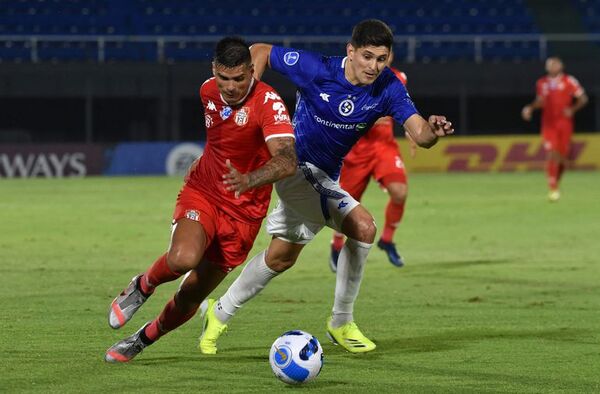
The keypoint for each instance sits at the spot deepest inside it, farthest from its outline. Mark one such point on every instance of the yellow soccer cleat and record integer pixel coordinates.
(212, 328)
(350, 338)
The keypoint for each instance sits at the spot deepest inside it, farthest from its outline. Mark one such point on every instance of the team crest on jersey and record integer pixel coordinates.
(291, 58)
(192, 215)
(281, 116)
(346, 107)
(241, 116)
(225, 112)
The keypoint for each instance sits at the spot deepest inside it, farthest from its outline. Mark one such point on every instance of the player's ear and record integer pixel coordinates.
(349, 50)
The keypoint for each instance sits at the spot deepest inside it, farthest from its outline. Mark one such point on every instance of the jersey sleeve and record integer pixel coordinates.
(301, 67)
(402, 106)
(576, 89)
(274, 118)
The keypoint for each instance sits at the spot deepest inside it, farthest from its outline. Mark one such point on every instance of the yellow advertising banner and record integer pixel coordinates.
(497, 153)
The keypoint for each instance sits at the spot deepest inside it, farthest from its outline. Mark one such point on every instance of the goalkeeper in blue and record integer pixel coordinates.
(339, 99)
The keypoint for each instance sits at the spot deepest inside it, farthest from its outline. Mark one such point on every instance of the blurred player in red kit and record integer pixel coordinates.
(377, 155)
(219, 210)
(559, 96)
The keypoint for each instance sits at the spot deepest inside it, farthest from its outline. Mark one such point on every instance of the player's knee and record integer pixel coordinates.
(181, 260)
(366, 230)
(280, 263)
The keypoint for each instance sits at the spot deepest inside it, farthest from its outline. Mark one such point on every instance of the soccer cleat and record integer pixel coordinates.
(390, 249)
(554, 195)
(126, 349)
(350, 338)
(212, 328)
(335, 255)
(126, 304)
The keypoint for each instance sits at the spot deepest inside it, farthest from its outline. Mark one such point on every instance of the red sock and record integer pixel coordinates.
(393, 216)
(561, 169)
(157, 274)
(169, 319)
(338, 241)
(552, 169)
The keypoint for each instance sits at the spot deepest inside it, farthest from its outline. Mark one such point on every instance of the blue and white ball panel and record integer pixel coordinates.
(308, 201)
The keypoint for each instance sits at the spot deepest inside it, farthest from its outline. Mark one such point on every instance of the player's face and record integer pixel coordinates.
(233, 82)
(366, 63)
(554, 66)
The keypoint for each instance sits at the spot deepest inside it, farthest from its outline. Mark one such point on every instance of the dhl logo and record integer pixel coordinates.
(504, 154)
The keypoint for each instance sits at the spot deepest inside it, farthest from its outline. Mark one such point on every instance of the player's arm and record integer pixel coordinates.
(527, 110)
(261, 54)
(580, 102)
(425, 133)
(282, 164)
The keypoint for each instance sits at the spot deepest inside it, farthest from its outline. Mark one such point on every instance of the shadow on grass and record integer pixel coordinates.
(457, 339)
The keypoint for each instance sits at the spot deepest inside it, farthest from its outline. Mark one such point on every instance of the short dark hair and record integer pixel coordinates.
(372, 32)
(232, 52)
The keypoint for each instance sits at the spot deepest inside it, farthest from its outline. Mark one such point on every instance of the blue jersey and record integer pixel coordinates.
(331, 113)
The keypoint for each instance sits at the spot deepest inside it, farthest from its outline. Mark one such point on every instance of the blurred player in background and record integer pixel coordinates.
(219, 210)
(339, 99)
(377, 155)
(559, 96)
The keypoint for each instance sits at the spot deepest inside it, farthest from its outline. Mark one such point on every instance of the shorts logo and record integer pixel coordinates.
(241, 116)
(291, 58)
(192, 215)
(225, 112)
(346, 107)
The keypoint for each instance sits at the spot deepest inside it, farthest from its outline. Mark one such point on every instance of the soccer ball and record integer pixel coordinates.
(296, 357)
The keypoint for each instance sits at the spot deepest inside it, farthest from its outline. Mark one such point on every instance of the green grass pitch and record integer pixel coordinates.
(500, 293)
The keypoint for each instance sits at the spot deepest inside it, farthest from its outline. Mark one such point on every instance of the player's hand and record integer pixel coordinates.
(234, 180)
(440, 125)
(526, 113)
(191, 170)
(568, 112)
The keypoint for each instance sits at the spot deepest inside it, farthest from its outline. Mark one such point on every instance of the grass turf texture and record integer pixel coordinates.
(500, 292)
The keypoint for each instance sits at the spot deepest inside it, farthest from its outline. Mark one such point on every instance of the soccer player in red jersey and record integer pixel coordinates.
(377, 155)
(559, 96)
(219, 210)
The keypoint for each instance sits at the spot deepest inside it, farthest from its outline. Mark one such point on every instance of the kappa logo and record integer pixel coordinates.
(241, 116)
(271, 96)
(346, 107)
(225, 112)
(291, 58)
(192, 215)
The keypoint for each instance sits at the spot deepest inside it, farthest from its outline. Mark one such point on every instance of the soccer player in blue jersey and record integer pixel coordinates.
(339, 99)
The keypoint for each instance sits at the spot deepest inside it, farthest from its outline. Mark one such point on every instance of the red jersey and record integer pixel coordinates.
(382, 131)
(557, 93)
(239, 133)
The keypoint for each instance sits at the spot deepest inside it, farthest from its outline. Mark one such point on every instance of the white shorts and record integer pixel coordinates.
(308, 201)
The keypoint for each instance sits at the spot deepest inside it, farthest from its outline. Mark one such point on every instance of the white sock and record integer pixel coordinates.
(350, 269)
(254, 277)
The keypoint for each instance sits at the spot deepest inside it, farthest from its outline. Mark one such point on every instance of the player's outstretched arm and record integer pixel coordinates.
(261, 54)
(425, 133)
(281, 165)
(527, 110)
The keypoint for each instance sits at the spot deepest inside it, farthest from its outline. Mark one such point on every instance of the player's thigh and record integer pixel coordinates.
(233, 242)
(355, 178)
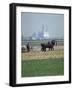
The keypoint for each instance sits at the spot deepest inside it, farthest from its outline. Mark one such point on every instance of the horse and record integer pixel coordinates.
(49, 45)
(26, 48)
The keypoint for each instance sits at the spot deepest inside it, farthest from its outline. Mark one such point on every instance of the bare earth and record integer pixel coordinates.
(37, 54)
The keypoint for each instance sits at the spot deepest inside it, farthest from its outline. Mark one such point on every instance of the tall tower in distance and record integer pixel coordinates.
(45, 32)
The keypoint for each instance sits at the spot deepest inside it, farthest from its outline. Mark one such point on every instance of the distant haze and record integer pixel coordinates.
(34, 22)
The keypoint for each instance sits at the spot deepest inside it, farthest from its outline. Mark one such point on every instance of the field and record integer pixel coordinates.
(38, 63)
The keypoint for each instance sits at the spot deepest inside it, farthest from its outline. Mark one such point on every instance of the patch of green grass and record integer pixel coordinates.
(48, 67)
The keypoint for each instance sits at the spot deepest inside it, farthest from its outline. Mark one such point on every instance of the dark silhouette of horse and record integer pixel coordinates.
(49, 45)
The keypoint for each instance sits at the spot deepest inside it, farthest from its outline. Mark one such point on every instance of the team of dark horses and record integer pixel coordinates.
(50, 45)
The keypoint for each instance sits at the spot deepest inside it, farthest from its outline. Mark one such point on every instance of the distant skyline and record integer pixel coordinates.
(35, 22)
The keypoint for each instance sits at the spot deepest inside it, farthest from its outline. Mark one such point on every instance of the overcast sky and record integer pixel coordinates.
(32, 22)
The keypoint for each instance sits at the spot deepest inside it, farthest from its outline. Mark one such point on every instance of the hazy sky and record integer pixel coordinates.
(32, 22)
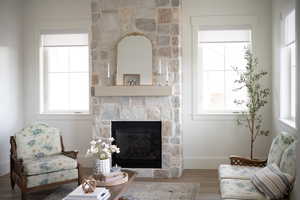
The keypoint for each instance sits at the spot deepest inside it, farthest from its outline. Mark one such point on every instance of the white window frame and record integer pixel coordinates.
(43, 80)
(218, 23)
(285, 76)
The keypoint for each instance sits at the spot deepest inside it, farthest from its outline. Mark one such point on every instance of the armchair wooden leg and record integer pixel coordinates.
(79, 175)
(24, 196)
(12, 181)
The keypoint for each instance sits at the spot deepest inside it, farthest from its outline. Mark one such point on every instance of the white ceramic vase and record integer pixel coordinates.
(102, 167)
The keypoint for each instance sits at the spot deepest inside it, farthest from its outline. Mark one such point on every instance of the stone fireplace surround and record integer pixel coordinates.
(158, 20)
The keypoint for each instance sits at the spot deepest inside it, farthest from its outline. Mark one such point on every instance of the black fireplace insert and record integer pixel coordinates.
(140, 144)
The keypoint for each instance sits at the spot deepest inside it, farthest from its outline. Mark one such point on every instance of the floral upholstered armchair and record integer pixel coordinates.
(235, 179)
(38, 159)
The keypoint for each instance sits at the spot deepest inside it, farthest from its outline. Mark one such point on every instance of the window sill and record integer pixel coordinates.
(215, 117)
(288, 123)
(64, 116)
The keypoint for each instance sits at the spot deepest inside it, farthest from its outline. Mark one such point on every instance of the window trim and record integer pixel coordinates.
(214, 22)
(285, 116)
(43, 81)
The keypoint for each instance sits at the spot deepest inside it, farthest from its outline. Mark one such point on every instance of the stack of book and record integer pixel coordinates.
(100, 193)
(113, 178)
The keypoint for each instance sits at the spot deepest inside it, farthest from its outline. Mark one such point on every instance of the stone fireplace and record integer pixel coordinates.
(159, 21)
(140, 142)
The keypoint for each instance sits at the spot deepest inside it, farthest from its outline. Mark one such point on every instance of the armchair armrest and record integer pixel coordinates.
(237, 160)
(17, 165)
(71, 154)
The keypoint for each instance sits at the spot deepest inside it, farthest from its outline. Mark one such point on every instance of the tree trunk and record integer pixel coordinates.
(252, 134)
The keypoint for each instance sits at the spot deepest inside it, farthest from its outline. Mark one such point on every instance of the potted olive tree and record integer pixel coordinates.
(250, 80)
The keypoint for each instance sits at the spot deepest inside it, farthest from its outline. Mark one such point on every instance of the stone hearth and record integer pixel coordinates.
(159, 21)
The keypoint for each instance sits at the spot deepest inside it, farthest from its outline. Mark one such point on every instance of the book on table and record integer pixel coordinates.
(100, 193)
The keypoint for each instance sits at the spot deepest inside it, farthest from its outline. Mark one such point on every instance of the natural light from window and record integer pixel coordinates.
(65, 61)
(290, 51)
(219, 51)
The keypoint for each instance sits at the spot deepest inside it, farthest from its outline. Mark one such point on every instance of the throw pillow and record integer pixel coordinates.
(273, 183)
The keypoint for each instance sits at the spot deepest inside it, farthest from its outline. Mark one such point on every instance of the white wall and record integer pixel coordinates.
(277, 9)
(50, 15)
(278, 126)
(296, 193)
(207, 143)
(11, 100)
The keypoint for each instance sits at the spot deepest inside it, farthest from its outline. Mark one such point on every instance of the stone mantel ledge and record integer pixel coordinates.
(106, 91)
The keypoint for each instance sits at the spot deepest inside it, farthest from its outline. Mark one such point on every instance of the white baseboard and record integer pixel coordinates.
(204, 162)
(4, 168)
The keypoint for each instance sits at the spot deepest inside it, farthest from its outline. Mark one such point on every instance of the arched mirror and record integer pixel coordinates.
(134, 60)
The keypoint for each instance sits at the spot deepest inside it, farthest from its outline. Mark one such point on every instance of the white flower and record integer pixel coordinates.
(88, 153)
(94, 150)
(102, 156)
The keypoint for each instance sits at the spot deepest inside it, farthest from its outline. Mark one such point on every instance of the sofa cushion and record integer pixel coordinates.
(54, 177)
(272, 182)
(279, 145)
(48, 164)
(237, 172)
(288, 160)
(239, 189)
(38, 140)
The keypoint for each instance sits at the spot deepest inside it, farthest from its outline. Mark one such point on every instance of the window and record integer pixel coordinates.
(289, 68)
(219, 51)
(64, 73)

_ _ _ _

--- Requirement ---
Keep only the lines from the one containing "cushion and record integer pixel coordinates." to the end of the entries, and repeat them exactly.

--- Worked solution ---
The keypoint for each instance sits at the spot deepest inside it, farthest from its outline. Mark one such point on every instance of the sofa cushion and record integer pixel coordinates.
(54, 177)
(272, 182)
(279, 145)
(48, 164)
(237, 172)
(288, 160)
(239, 189)
(38, 140)
The keypoint for each instance sits at the spot deepest inside it, farthest from its outline. Mark one such point on every instance of the window and record integer pixel coordinates.
(289, 68)
(219, 51)
(64, 73)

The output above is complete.